Brief
Start at the line below containing "positive clicks: (177, 265)" and stop at the line containing "negative clicks: (648, 241)". Repeat every line of that stretch exactly, and nothing outside it.

Record extracts
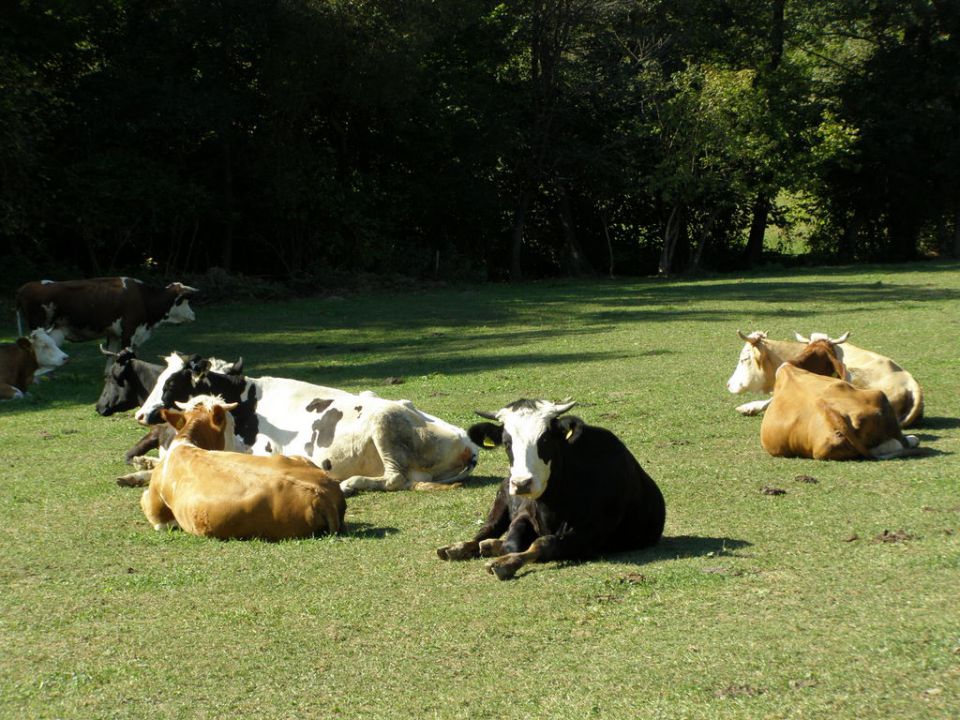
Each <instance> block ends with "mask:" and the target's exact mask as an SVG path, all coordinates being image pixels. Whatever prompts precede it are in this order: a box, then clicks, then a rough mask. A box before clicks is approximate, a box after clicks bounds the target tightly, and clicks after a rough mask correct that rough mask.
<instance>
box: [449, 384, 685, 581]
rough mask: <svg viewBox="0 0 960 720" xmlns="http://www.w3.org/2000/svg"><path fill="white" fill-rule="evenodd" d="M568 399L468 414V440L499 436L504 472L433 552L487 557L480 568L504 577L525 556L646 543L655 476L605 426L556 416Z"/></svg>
mask: <svg viewBox="0 0 960 720" xmlns="http://www.w3.org/2000/svg"><path fill="white" fill-rule="evenodd" d="M574 404H575V403H573V402H564V403H561V404H559V405H558V404H554V403H552V402H549V401H547V400H525V399H521V400H517V401H516V402H513V403H510V404H509V405H507V406H506V407H504V408H501V409H500V410H498V411H497V412H496V413H490V412H481V411H477V414H478V415H480V416H481V417H484V418H488V419H490V420H495V421H497V422H496V423H492V422H487V423H478V424H477V425H474V426H473V427H471V428H470V431H469V432H470V437H471V439H473V441H474V442H476V443H477V444H478V445H483V446H484V447H496V446H498V445H503V447H504V448H505V449H506V451H507V457H508V458H509V460H510V475H509V476H508V477H507V478H506V479H505V480H504V481H503V483H502V484H501V485H500V489H499V490H498V491H497V496H496V498H495V499H494V503H493V508H492V509H491V510H490V513H489V515H488V516H487V521H486V522H485V523H484V525H483V527H481V528H480V531H479V532H478V533H477V534H476V535H475V536H474V538H473V540H469V541H466V542H460V543H456V544H455V545H448V546H446V547H442V548H440V549H438V550H437V554H438V555H439V556H440V558H441V559H443V560H465V559H468V558H474V557H480V556H483V557H493V558H494V559H493V560H491V561H490V562H489V563H487V570H488V572H490V573H492V574H494V575H496V576H497V577H498V578H499V579H500V580H506V579H509V578H512V577H513V576H514V575H515V574H516V572H517V571H518V570H519V569H520V568H521V567H523V566H524V565H525V564H527V563H530V562H547V561H548V560H564V559H571V560H583V559H587V558H592V557H596V556H598V555H602V554H605V553H615V552H623V551H626V550H636V549H639V548H644V547H648V546H650V545H653V544H655V543H656V542H657V541H658V540H659V539H660V536H661V535H662V534H663V524H664V519H665V517H666V508H665V505H664V501H663V495H662V494H661V493H660V489H659V488H658V487H657V484H656V483H655V482H654V481H653V480H652V479H651V478H650V476H649V475H647V473H646V472H644V470H643V468H641V467H640V463H638V462H637V460H636V458H634V457H633V455H632V454H631V453H630V451H629V450H628V449H627V448H626V446H624V444H623V443H622V442H620V440H619V439H618V438H617V437H616V436H615V435H614V434H613V433H612V432H610V431H609V430H605V429H603V428H599V427H592V426H590V425H587V424H585V423H584V422H583V420H581V419H580V418H578V417H575V416H573V415H567V416H566V417H560V416H561V415H563V414H564V413H565V412H567V411H568V410H569V409H570V408H572V407H573V406H574Z"/></svg>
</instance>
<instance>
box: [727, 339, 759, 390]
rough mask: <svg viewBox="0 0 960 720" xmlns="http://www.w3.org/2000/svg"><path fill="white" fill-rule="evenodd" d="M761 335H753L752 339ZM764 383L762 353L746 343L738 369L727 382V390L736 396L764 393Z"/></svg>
mask: <svg viewBox="0 0 960 720" xmlns="http://www.w3.org/2000/svg"><path fill="white" fill-rule="evenodd" d="M760 335H762V333H752V334H751V335H750V337H751V338H753V337H754V336H760ZM764 381H765V378H764V375H763V368H762V367H761V366H760V351H759V350H757V349H756V348H755V347H754V346H753V345H751V344H750V343H748V342H746V343H744V344H743V349H742V350H741V351H740V358H739V360H737V367H736V369H735V370H734V371H733V375H731V376H730V379H729V380H727V390H729V391H730V392H731V393H733V394H734V395H740V394H742V393H745V392H763V391H764V390H763V386H764Z"/></svg>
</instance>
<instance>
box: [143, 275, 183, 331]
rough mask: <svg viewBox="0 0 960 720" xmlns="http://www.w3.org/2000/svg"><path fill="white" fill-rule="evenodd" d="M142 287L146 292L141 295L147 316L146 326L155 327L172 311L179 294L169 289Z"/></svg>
mask: <svg viewBox="0 0 960 720" xmlns="http://www.w3.org/2000/svg"><path fill="white" fill-rule="evenodd" d="M142 287H143V289H144V290H145V291H146V292H141V293H140V296H141V298H143V309H144V314H145V315H146V317H145V318H144V324H145V325H147V326H148V327H153V326H154V325H156V324H157V323H158V322H160V321H161V320H163V317H164V315H166V314H167V311H168V310H170V308H171V307H172V305H173V302H174V301H175V300H176V299H177V293H176V291H174V290H171V289H169V288H157V287H149V286H146V285H144V286H142Z"/></svg>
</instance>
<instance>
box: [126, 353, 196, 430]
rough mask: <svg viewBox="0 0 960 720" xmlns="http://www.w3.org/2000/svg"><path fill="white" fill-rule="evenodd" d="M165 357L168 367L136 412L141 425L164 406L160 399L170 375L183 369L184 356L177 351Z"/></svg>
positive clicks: (165, 359) (171, 353)
mask: <svg viewBox="0 0 960 720" xmlns="http://www.w3.org/2000/svg"><path fill="white" fill-rule="evenodd" d="M164 359H165V360H166V361H167V367H166V368H164V370H163V372H162V373H160V376H159V377H158V378H157V382H156V384H155V385H154V386H153V390H151V391H150V394H149V395H148V396H147V399H146V400H144V401H143V405H141V406H140V408H139V409H138V410H137V412H136V413H135V414H134V418H135V419H136V421H137V422H138V423H140V424H141V425H146V424H147V418H148V417H150V415H152V414H153V413H154V412H155V411H157V410H159V409H160V408H161V407H163V404H162V403H161V402H160V400H161V398H162V397H163V386H164V385H166V384H167V380H168V379H169V377H170V376H171V375H173V374H174V373H175V372H179V371H180V370H183V365H184V362H183V358H182V357H180V356H179V355H177V354H176V353H170V354H169V355H168V356H167V357H166V358H164Z"/></svg>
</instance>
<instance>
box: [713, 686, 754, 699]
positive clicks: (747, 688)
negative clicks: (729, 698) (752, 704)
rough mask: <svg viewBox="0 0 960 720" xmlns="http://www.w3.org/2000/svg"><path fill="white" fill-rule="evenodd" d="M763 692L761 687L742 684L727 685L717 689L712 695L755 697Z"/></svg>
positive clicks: (731, 696) (731, 697) (742, 696)
mask: <svg viewBox="0 0 960 720" xmlns="http://www.w3.org/2000/svg"><path fill="white" fill-rule="evenodd" d="M764 692H765V691H764V689H763V688H758V687H754V686H753V685H747V684H742V685H727V687H725V688H723V689H722V690H717V691H716V692H715V693H714V695H715V696H716V697H718V698H737V697H756V696H757V695H763V693H764Z"/></svg>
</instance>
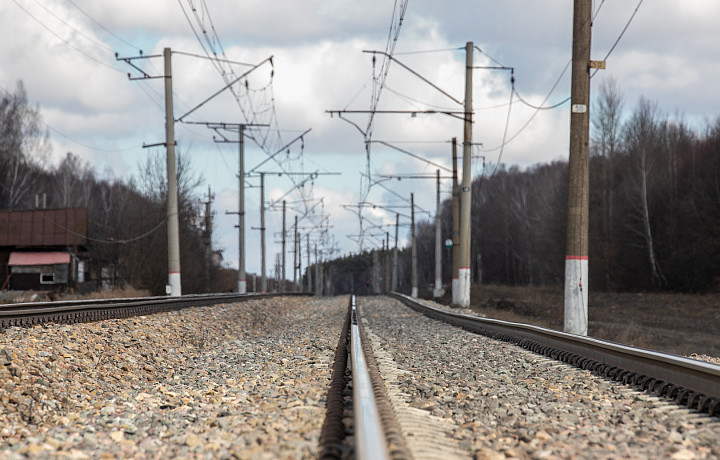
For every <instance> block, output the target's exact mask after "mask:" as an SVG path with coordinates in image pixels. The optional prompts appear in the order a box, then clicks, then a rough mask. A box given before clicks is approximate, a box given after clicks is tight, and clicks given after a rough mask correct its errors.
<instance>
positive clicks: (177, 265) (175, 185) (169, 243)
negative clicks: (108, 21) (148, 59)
mask: <svg viewBox="0 0 720 460" xmlns="http://www.w3.org/2000/svg"><path fill="white" fill-rule="evenodd" d="M163 59H164V63H165V78H164V80H165V148H166V151H167V181H168V197H167V220H168V287H169V289H168V290H169V292H168V294H170V295H171V296H173V297H178V296H181V295H182V282H181V276H180V225H179V222H178V204H177V202H178V199H177V173H176V171H175V115H173V94H172V52H171V51H170V48H165V49H164V50H163Z"/></svg>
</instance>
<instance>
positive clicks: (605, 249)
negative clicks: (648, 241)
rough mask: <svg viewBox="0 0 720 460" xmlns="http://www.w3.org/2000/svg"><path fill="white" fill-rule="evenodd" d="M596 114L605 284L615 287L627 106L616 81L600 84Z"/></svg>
mask: <svg viewBox="0 0 720 460" xmlns="http://www.w3.org/2000/svg"><path fill="white" fill-rule="evenodd" d="M595 103H596V107H595V108H594V109H593V111H592V112H591V113H593V115H594V116H593V118H592V126H593V136H592V138H591V141H592V143H593V145H592V150H593V151H594V153H595V154H596V155H599V156H601V157H602V159H603V160H604V161H602V183H603V189H602V201H601V203H602V204H601V206H602V225H601V228H602V245H603V251H602V253H603V259H604V260H603V262H604V263H603V265H604V266H603V272H604V276H605V282H606V283H607V284H608V285H610V284H612V279H611V278H612V277H611V273H612V271H611V266H610V262H611V260H612V258H613V254H614V253H615V241H614V238H613V235H614V231H613V222H614V217H615V216H614V214H615V213H614V209H615V208H614V201H615V196H614V191H615V180H614V173H615V168H614V164H615V156H616V155H617V154H618V150H619V149H620V144H621V118H622V108H623V105H624V102H623V96H622V93H621V92H620V89H619V88H618V85H617V81H616V80H615V79H614V78H612V77H611V78H609V79H607V80H603V81H602V83H601V84H600V91H599V96H598V97H597V99H596V100H595Z"/></svg>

Task answer
positive clicks: (177, 265) (175, 185) (169, 243)
negative clicks: (108, 21) (148, 59)
mask: <svg viewBox="0 0 720 460" xmlns="http://www.w3.org/2000/svg"><path fill="white" fill-rule="evenodd" d="M163 59H164V63H165V78H164V80H165V148H166V151H167V181H168V197H167V220H168V287H169V289H168V290H169V292H168V294H170V295H171V296H173V297H178V296H181V295H182V282H181V276H180V225H179V222H178V204H177V202H178V199H177V173H176V171H175V115H173V94H172V52H171V51H170V48H165V49H164V50H163Z"/></svg>
</instance>
<instance>
positive clicks: (605, 249)
negative clicks: (648, 241)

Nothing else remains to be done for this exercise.